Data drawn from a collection
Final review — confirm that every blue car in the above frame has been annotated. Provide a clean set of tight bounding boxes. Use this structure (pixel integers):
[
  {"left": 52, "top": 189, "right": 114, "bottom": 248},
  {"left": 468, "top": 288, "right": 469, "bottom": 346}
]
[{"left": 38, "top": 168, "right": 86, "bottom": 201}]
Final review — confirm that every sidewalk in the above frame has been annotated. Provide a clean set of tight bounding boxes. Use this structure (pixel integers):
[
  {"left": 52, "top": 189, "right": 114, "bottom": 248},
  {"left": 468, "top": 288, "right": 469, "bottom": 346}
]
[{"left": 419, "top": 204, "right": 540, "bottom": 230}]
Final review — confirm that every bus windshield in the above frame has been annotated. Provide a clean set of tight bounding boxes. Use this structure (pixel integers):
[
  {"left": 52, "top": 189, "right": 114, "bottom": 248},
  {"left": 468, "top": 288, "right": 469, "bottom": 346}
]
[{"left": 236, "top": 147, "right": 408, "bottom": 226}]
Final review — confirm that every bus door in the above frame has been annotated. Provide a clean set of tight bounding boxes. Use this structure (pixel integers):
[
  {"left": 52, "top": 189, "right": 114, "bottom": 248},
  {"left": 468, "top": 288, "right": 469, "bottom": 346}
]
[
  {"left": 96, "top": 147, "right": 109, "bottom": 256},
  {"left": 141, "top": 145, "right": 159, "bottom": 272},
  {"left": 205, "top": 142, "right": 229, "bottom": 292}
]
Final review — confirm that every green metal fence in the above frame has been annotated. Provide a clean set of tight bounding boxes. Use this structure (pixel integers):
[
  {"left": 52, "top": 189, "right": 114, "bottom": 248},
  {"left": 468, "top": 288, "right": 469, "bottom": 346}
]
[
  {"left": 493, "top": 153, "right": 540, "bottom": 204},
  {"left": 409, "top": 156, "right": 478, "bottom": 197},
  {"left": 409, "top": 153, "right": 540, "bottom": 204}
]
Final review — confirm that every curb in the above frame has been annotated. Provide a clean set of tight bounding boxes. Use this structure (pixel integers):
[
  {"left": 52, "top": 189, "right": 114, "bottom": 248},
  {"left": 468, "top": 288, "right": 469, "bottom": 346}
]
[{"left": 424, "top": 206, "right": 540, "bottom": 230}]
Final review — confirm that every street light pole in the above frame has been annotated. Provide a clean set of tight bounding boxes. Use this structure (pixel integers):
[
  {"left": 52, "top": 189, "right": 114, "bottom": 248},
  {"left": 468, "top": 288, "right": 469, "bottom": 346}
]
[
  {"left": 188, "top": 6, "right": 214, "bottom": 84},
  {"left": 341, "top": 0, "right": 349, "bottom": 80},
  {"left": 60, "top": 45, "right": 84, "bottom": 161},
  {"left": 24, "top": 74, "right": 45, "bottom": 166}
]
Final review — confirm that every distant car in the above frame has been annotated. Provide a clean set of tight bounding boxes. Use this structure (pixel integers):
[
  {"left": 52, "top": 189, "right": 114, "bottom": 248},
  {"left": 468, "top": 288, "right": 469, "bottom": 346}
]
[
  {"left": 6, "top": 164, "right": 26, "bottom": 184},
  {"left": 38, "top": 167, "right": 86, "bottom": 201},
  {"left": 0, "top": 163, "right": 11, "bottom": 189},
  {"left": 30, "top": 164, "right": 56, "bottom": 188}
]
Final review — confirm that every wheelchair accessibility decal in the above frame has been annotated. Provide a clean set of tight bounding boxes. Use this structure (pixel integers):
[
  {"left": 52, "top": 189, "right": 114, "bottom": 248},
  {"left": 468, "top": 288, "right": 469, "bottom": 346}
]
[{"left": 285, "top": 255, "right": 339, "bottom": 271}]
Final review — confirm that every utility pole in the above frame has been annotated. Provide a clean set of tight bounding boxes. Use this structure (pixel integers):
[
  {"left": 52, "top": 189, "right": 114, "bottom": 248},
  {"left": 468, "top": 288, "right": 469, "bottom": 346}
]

INSTRUCTIONS FOR THE TASK: Pull out every line above that contains the word "pole".

CORRECT RESULT:
Final review — confirm that every street light pole in the above frame has been annotated. Provide a clean set of tight bounding boxes. Use this structure (pixel integers):
Final review — confirm that every utility pole in the above frame has been annotated. Provide a clean set of tight bounding boxes. Use this structure (pixel integers):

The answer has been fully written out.